— Challenge —
Render every row below as a Markdown table with the columns Number and Text, numbering each line in sequence and omitting blank lines. Leave the pictures out of the table.

— Record excerpts —
┄┄┄┄┄┄
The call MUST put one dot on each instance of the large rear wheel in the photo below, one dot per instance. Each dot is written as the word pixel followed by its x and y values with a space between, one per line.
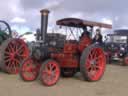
pixel 125 60
pixel 92 63
pixel 50 72
pixel 12 52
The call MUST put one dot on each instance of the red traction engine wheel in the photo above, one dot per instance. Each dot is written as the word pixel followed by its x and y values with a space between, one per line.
pixel 49 72
pixel 92 63
pixel 125 63
pixel 13 51
pixel 29 70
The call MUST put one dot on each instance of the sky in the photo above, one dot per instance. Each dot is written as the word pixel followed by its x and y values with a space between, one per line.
pixel 24 15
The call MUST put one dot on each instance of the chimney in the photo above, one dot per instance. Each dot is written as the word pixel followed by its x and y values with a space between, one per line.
pixel 44 23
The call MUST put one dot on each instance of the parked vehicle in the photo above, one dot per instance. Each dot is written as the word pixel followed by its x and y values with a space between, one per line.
pixel 56 54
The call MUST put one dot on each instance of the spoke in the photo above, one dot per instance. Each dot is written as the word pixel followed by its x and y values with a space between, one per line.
pixel 19 48
pixel 10 46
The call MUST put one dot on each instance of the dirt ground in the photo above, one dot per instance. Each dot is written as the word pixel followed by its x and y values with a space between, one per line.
pixel 113 83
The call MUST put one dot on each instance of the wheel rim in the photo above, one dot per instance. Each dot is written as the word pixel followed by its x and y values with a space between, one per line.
pixel 50 73
pixel 126 60
pixel 14 53
pixel 95 63
pixel 29 70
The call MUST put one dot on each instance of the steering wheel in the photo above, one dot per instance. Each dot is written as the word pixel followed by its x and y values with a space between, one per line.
pixel 5 28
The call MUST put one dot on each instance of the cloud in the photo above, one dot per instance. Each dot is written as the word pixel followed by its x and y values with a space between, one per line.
pixel 18 20
pixel 27 11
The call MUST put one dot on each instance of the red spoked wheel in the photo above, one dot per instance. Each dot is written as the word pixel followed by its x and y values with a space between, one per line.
pixel 13 51
pixel 49 72
pixel 92 63
pixel 29 70
pixel 125 63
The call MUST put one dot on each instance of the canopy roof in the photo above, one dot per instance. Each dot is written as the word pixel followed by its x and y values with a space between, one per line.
pixel 75 22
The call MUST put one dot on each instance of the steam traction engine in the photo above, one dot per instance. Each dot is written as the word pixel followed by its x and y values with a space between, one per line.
pixel 12 50
pixel 53 54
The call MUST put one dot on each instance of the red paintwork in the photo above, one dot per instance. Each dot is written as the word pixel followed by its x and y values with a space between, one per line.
pixel 84 42
pixel 95 64
pixel 69 58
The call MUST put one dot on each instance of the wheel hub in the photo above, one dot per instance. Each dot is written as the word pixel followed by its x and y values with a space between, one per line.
pixel 93 62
┄┄┄┄┄┄
— Right answer —
| Number | Text |
|---|---|
| 1 | The call MUST put one dot on each instance of the large rear wheel in the photo below, one dot per instance. Each dot is written as the word pixel followed by its x and y values with a space between, one per line. |
| 2 | pixel 125 60 |
| 3 | pixel 92 63 |
| 4 | pixel 50 72 |
| 5 | pixel 12 52 |
| 6 | The call MUST put one dot on each instance of the red traction engine wheel in the photo above, one dot per instance. Each dot is written as the word pixel followed by its x and y values with a space between, one per line. |
| 7 | pixel 49 72 |
| 8 | pixel 92 63 |
| 9 | pixel 125 63 |
| 10 | pixel 13 51 |
| 11 | pixel 29 70 |
| 12 | The call MUST put one dot on each instance of the sky in the photo above, one dot per instance. Each dot is written as the word pixel followed by its x and y values with a space between, one per line. |
| 13 | pixel 24 15 |
| 14 | The call MUST put one dot on each instance of the chimney in the photo above, one dot per instance. Each dot is written as the word pixel followed by its x and y values with a space between, one per line. |
| 15 | pixel 44 23 |
| 16 | The call MUST put one dot on each instance of the parked vehicle in the photo above, one dot per instance. Each dot is written as the word pixel followed by its x and y values with a space between, one per line. |
| 17 | pixel 56 54 |
| 18 | The call MUST put one dot on each instance of the spoke in the photo above, one dot per instance. Each dot is written as the word pixel followed by its x and y values with a space between, one per line. |
| 19 | pixel 19 48 |
| 20 | pixel 10 46 |
| 21 | The call MUST put one dot on each instance of the dirt ground in the photo above, one dot per instance. Each dot is written as the word pixel followed by its x and y values with a space between, one per line. |
| 22 | pixel 113 83 |
| 23 | The call MUST put one dot on each instance of the wheel rim in the photo above, one dot per instance. Each dot is written as the word pixel followed by its x and y values with a space between, one per line. |
| 24 | pixel 50 73 |
| 25 | pixel 126 60 |
| 26 | pixel 14 53 |
| 27 | pixel 95 63 |
| 28 | pixel 29 70 |
| 29 | The call MUST put one dot on each instance of the steering wheel in the photo above, one dot per instance. Each dot is written as the word pixel followed by its x and y values with a space between, one per line. |
| 30 | pixel 5 28 |
| 31 | The call MUST put one dot on each instance of the cloud in the photo above, one dot per instance. Each dot is written as the word pixel followed by its x and y values with a space between, one per line. |
| 32 | pixel 18 20 |
| 33 | pixel 27 11 |
| 34 | The call MUST put one dot on each instance of the red spoked wheel in the photo above, one dot per instance. Each dot is written as the word pixel followed by its x and y values with a space between, one per line. |
| 35 | pixel 13 51 |
| 36 | pixel 49 72 |
| 37 | pixel 92 63 |
| 38 | pixel 29 70 |
| 39 | pixel 125 63 |
| 40 | The call MUST put one dot on each instance of the canopy roof in the photo above, one dot per instance. Each dot is written as the word pixel followed by its x and y values with a space between, one per line. |
| 41 | pixel 75 22 |
| 42 | The call MUST put one dot on each instance of the steam traction engine in the photo above, one dot per instance. Each dot is written as the word pixel followed by its x and y values with a space between, one per line. |
| 43 | pixel 12 50 |
| 44 | pixel 53 54 |
| 45 | The call MUST put one dot on each instance of the red paintwork in the photo above, one dot per instance. Each dot is written as the word pixel followed by its x and y values with a space between, one per line. |
| 46 | pixel 84 42 |
| 47 | pixel 95 64 |
| 48 | pixel 69 58 |
| 49 | The call MUST put one dot on each instance of the wheel hub in the photo above, one dot per instance. Each dot is written as the word pixel followed by its x and y values with a space between, one per line. |
| 50 | pixel 93 62 |